**Article:**

--------------------------------------------------

Run TPCH-SF100 benchmark (base table 600 million rows) to understand how different Engine Behave in this workload using just the lowest tier offering, you can download the results here

Introduction

Was playing with Snowflake free trial ( maybe for the fifth time) and for no apparent reason, I just run Queries on TPCH-S100 Dataset, usually I am interested in smaller dataset, but I thought how Snowflake may behave with bigger data using the smallest cluster, long story short, I got 102 second, posted it in Linkedin and a common reaction was Snowflake is somehow cheating.

Obviously I did not buy the cheating explanation , as it is too risky and Databricks will make it international news.

--------------------------------------------------

**Short task:**
Please answer these questions from the benchmark article:
1. How many rows does the base table have?
2. How long did the Snowflake run take?
3. Where was the result posted?
The data that come next are separate from the benchmark article.

**Entries provided:**

--------------------------------------------------

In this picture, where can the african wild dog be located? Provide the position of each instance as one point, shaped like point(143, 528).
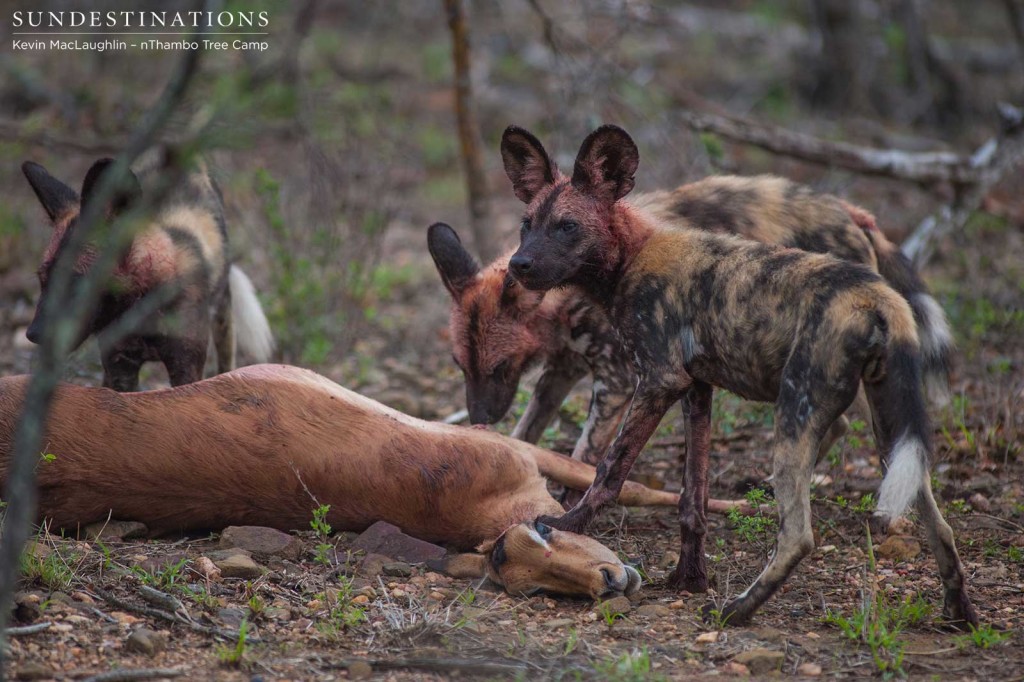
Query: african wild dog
point(260, 435)
point(695, 310)
point(183, 247)
point(499, 330)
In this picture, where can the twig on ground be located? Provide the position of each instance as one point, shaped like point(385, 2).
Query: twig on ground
point(28, 630)
point(466, 666)
point(170, 617)
point(137, 674)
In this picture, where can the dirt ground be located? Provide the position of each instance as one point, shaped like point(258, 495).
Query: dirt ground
point(118, 606)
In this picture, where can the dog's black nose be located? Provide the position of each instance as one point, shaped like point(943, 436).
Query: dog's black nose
point(520, 264)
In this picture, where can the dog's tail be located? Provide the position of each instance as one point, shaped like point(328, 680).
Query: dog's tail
point(251, 327)
point(937, 345)
point(578, 475)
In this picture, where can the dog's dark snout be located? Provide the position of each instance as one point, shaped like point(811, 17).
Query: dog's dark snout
point(520, 264)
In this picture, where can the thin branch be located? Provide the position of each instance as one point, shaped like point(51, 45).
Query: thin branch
point(469, 134)
point(69, 304)
point(28, 630)
point(137, 674)
point(920, 167)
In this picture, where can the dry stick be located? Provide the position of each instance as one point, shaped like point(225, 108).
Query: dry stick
point(68, 305)
point(28, 630)
point(137, 674)
point(469, 134)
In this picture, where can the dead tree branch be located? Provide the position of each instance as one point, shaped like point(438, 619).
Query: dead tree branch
point(68, 304)
point(469, 133)
point(921, 167)
point(992, 162)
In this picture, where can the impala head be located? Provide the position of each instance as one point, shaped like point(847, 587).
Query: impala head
point(532, 557)
point(567, 224)
point(62, 206)
point(494, 325)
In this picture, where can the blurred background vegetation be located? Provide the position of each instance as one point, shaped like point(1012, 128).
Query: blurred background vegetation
point(337, 146)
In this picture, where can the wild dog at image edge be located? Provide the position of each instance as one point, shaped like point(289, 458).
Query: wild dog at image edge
point(183, 247)
point(500, 330)
point(267, 443)
point(696, 310)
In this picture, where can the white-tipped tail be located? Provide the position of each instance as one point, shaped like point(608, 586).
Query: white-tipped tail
point(936, 346)
point(904, 478)
point(251, 327)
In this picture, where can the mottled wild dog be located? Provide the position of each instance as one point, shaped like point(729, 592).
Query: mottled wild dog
point(182, 250)
point(499, 330)
point(695, 310)
point(251, 445)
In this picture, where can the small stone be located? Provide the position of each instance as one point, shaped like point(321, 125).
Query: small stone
point(397, 569)
point(32, 671)
point(261, 542)
point(82, 597)
point(208, 569)
point(115, 530)
point(239, 565)
point(359, 670)
point(733, 668)
point(761, 661)
point(145, 641)
point(557, 623)
point(386, 539)
point(158, 564)
point(373, 564)
point(898, 548)
point(653, 610)
point(231, 616)
point(809, 670)
point(980, 503)
point(614, 605)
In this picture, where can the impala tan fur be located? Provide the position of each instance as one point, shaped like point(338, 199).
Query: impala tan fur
point(239, 448)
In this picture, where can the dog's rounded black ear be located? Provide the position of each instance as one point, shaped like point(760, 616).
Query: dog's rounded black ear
point(55, 197)
point(457, 267)
point(526, 163)
point(606, 163)
point(128, 192)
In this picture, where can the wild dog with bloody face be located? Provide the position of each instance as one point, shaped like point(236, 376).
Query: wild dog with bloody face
point(184, 248)
point(251, 445)
point(499, 330)
point(695, 310)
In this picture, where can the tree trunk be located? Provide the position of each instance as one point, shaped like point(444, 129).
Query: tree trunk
point(469, 135)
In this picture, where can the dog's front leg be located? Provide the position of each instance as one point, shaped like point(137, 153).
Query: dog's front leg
point(691, 571)
point(560, 375)
point(649, 405)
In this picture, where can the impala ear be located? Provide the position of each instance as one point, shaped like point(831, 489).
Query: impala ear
point(457, 267)
point(526, 163)
point(606, 163)
point(461, 565)
point(128, 192)
point(55, 197)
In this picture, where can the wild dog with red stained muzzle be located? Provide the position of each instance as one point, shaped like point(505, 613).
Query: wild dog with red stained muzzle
point(183, 247)
point(695, 310)
point(500, 330)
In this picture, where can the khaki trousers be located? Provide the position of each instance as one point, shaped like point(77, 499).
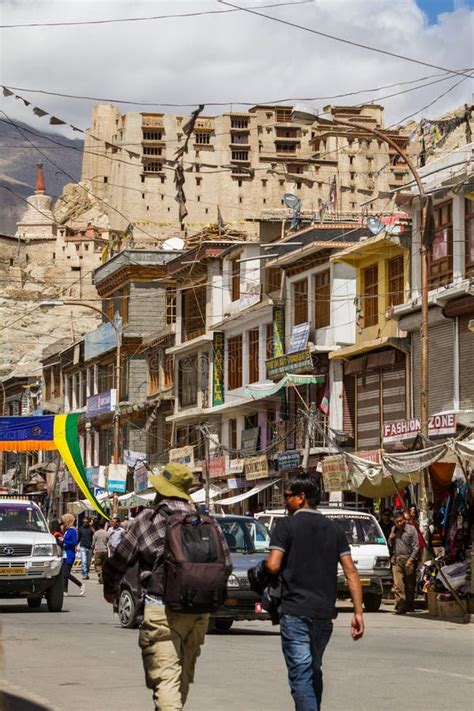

--------------------------------------------------

**The output:**
1. 600 million
2. 102 seconds
3. LinkedIn